Image-grounded pointing data:

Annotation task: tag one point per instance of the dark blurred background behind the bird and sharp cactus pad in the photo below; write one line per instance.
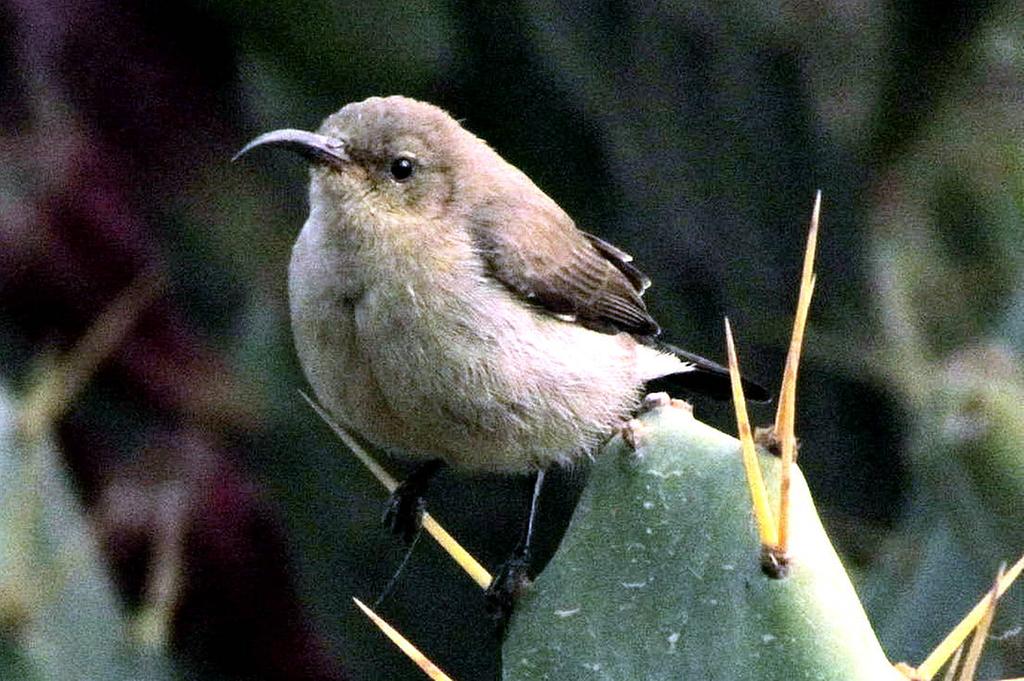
(693, 136)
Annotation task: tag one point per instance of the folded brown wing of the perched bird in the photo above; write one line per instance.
(536, 250)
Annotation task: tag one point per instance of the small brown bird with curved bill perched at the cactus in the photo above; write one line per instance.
(447, 310)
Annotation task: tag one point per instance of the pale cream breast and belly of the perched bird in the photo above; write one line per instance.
(457, 370)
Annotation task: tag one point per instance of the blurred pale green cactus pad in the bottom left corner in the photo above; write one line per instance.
(60, 615)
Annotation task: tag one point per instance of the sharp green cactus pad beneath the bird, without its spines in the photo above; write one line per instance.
(660, 577)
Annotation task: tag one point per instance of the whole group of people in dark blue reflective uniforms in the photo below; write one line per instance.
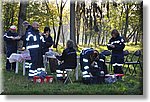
(92, 62)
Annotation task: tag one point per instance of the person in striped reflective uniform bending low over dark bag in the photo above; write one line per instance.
(92, 66)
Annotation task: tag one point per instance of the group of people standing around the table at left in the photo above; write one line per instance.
(37, 43)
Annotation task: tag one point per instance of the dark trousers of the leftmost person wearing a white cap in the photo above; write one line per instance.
(10, 66)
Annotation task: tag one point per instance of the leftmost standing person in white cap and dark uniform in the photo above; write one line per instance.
(11, 38)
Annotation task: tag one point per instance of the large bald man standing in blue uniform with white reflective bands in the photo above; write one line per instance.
(34, 46)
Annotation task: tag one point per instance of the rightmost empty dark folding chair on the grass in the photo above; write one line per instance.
(135, 60)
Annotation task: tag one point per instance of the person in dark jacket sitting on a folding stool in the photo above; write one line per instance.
(68, 59)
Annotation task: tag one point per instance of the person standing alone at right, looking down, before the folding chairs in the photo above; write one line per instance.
(116, 44)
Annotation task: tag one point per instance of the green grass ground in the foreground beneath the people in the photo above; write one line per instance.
(15, 84)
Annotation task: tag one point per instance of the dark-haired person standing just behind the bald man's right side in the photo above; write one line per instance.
(48, 40)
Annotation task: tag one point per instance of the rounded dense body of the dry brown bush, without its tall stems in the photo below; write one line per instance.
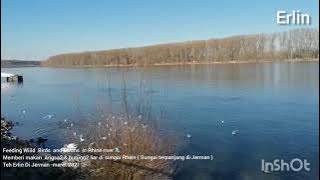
(133, 137)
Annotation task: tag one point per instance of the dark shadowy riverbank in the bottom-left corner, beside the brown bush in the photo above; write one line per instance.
(13, 164)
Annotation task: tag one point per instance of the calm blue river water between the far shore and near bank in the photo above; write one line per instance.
(273, 105)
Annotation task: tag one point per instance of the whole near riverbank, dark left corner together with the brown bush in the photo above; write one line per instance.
(123, 136)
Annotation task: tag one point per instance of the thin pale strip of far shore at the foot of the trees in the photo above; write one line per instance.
(191, 63)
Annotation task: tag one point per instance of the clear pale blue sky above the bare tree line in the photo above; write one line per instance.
(38, 29)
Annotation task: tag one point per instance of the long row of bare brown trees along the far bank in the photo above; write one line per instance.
(292, 45)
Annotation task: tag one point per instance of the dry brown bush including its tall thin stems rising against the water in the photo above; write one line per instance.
(133, 132)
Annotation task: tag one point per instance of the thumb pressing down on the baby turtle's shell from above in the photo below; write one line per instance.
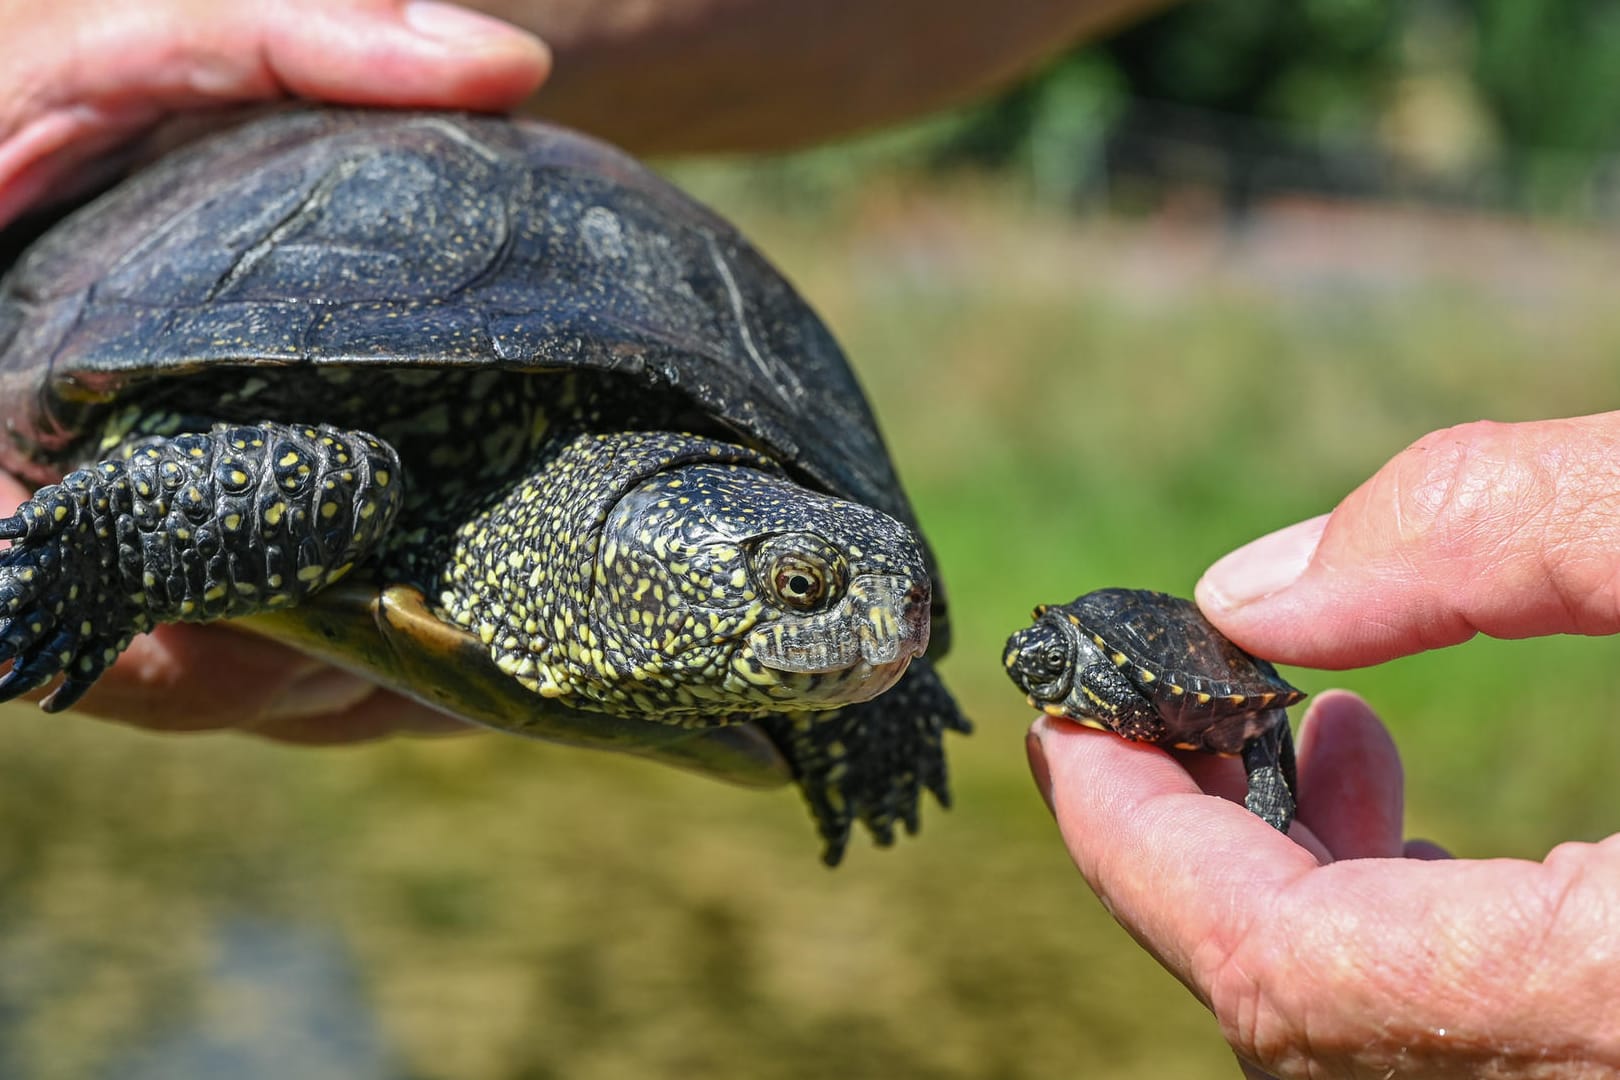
(1509, 530)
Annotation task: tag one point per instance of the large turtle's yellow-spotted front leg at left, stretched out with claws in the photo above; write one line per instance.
(187, 529)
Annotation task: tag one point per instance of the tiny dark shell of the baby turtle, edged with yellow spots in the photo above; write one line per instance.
(1172, 653)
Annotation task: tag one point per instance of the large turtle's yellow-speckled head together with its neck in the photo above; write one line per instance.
(676, 577)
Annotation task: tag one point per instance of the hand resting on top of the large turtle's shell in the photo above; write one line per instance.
(80, 79)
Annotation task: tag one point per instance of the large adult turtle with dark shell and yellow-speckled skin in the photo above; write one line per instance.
(492, 414)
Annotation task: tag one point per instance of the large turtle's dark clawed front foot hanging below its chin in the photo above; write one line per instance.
(871, 762)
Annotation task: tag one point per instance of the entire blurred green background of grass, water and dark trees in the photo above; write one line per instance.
(1096, 367)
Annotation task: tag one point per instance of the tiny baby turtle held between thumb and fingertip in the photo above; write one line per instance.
(1151, 668)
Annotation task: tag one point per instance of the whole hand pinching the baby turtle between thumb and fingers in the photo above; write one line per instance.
(1329, 953)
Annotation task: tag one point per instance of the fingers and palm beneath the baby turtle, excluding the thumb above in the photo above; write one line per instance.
(1344, 950)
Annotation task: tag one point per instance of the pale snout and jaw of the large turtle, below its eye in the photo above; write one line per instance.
(853, 652)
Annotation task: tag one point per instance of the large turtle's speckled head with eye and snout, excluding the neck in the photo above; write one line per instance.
(728, 585)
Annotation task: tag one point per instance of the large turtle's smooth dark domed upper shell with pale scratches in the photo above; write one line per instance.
(404, 239)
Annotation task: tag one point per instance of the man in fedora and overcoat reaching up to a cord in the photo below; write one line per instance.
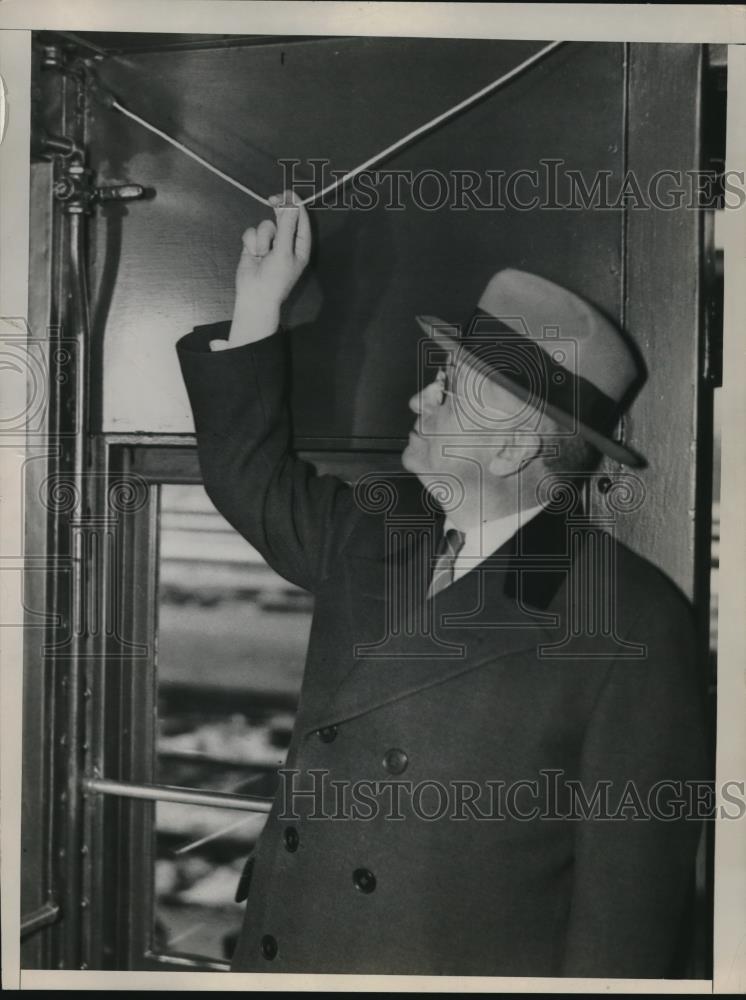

WORK TO COMPLETE: Without any pictures, please reproduce the full set of entries.

TASK OUTPUT:
Annotation task: tag one point per instance of the dark blurred background behind the bird and sharp cactus pad in the photo below; write one line per instance.
(693, 136)
Annotation task: tag one point per instance of the folded brown wing of the perched bird in the photo above; write one line per instance.
(536, 250)
Annotation task: tag one point per instance of the small brown bird with curved bill perched at the cactus in the photo above; write one line per instance.
(447, 310)
Annotation task: tag one point per instance of the pale cream breast and belly of the perched bird in the photo above; write one line per instance.
(457, 370)
Annotation task: tag one point per instance of the blurred pale green cactus pad in the bottom left corner in the photo above; write one line per instance.
(60, 615)
Annotation task: tag one point per instance of the sharp green cactus pad beneath the bird, without its spines in the photo above; write one line per instance.
(660, 577)
Annotation task: tag one point per instance of the whole group of people in dark blue reflective uniforms in the photo below; write one line per instance.
(92, 62)
Annotation task: tag one point per instance of the person in striped reflective uniform bending low over dark bag in the photo above; write one line per instance.
(92, 66)
Annotation task: tag one point per instance of the group of people standing around the table at left in the photo above; write one line per instance.
(37, 43)
Annotation task: tag one point per instance of the dark trousers of the leftmost person wearing a white cap in the photo above; write one line per instance.
(10, 66)
Annotation task: tag one point per instance of the leftmost standing person in white cap and dark uniform in the photo above; write one line per instance.
(11, 38)
Annotation task: tag one point per instance of the large bald man standing in blue uniform with white reflective bands in the photo above; write one line per instance.
(34, 46)
Annotation task: tag one point per instance of the rightmost empty dark folding chair on the grass in the photo above; write one line per instance.
(135, 60)
Annotation task: tag one point per instance of the person in dark jacket sitting on a folding stool in the photo above; write one line per instance.
(68, 59)
Annotation task: tag one point per instance of the person standing alone at right, looking down, before the folding chairs in the photo above; write one line per instance.
(116, 44)
Annotation task: tag one point per instance of the green grass ground in the foreground beneath the people in the photo above; write one line per instance.
(15, 84)
Annotation task: tag one point per instance of the dark-haired person standing just behind the bald man's right side in the photo above; write one line per instance.
(48, 40)
Annotation task: tag one point per instance of the rounded dense body of the dry brown bush, without its tall stems in the photo below; write one line per instance.
(133, 137)
Annotation task: tag one point per instance of the dark shadowy riverbank in the bottom-left corner, beside the brown bush in the photo above; write one line per instance.
(13, 164)
Annotation task: tag one point per instance of the calm blue river water between the far shore and near bank in the photo above; write one line per instance.
(273, 105)
Annotation task: tag one point per instance of the whole near riverbank, dark left corner together with the brown bush in the photo above; write one line per instance.
(123, 136)
Annotation task: tag one point per instance of the thin pale strip of far shore at the foot of the trees in the photo above; write one line per instance.
(191, 63)
Annotation task: tag one point per instance of the clear pale blue sky above the bare tree line in the photo above; write one line per instance.
(38, 29)
Annotation task: tag one point per instance of the long row of bare brown trees along the far bank in the photo above; write one line per instance.
(292, 45)
Annotation task: tag one point per instance of the dry brown bush including its tall thin stems rising against the water in the photo above; write one line per instance.
(133, 132)
Annotation task: tag one point per instance of the thumb pressing down on the baby turtle's shell from above in the photo below; write one line per instance.
(1509, 530)
Annotation task: tag one point per instance of the large turtle's yellow-spotted front leg at left, stretched out with claws in the photo above; write one line per instance.
(187, 529)
Annotation task: tag one point per instance of the tiny dark shell of the baby turtle, edged with yellow spots in the photo above; write one line per instance.
(1172, 653)
Annotation task: tag one point per instance of the large turtle's yellow-speckled head together with its neck in the photo above; write one line per instance.
(676, 577)
Annotation task: tag one point per instance of the hand resting on top of the large turtle's shell in the photo above; write one line per instance.
(80, 79)
Annotation task: tag one point per instance of the large adult turtle with dark shell and yellow-speckled skin in the photo above; write one line per instance.
(492, 414)
Annotation task: tag one point per instance of the large turtle's dark clawed front foot hanging below its chin in the photo above; write one line per instance.
(871, 762)
Annotation task: tag one point per instance of the entire blurred green background of grass, water and dark trees in the photo above; write one line per instance.
(1096, 367)
Annotation task: tag one point per instance of the tiny baby turtle held between thumb and fingertip in the photo above; write one line per instance.
(1151, 668)
Annotation task: tag one point per instance of the whole hand pinching the baby turtle between thumb and fingers in the photo above; write one line per instance.
(1329, 953)
Annotation task: tag one point per instance of the fingers and palm beneath the baby turtle, excluding the thumb above in the photo above; write one line per instance.
(1344, 950)
Annotation task: tag one point per instance of the pale snout and jaw of the large turtle, below its eye in the photo above; write one line per instance.
(853, 652)
Annotation task: tag one point per instance of the large turtle's speckled head with eye and snout, excluding the neck in the photo above; write one line per instance.
(728, 585)
Annotation task: tag one point per instance of the large turtle's smooth dark domed upper shell with pale scratches in the photo above; write one line per instance.
(404, 239)
Annotation task: tag one point per instance of the man in fedora and overcoat reaching up to a cord in the photo below; write one line per instance.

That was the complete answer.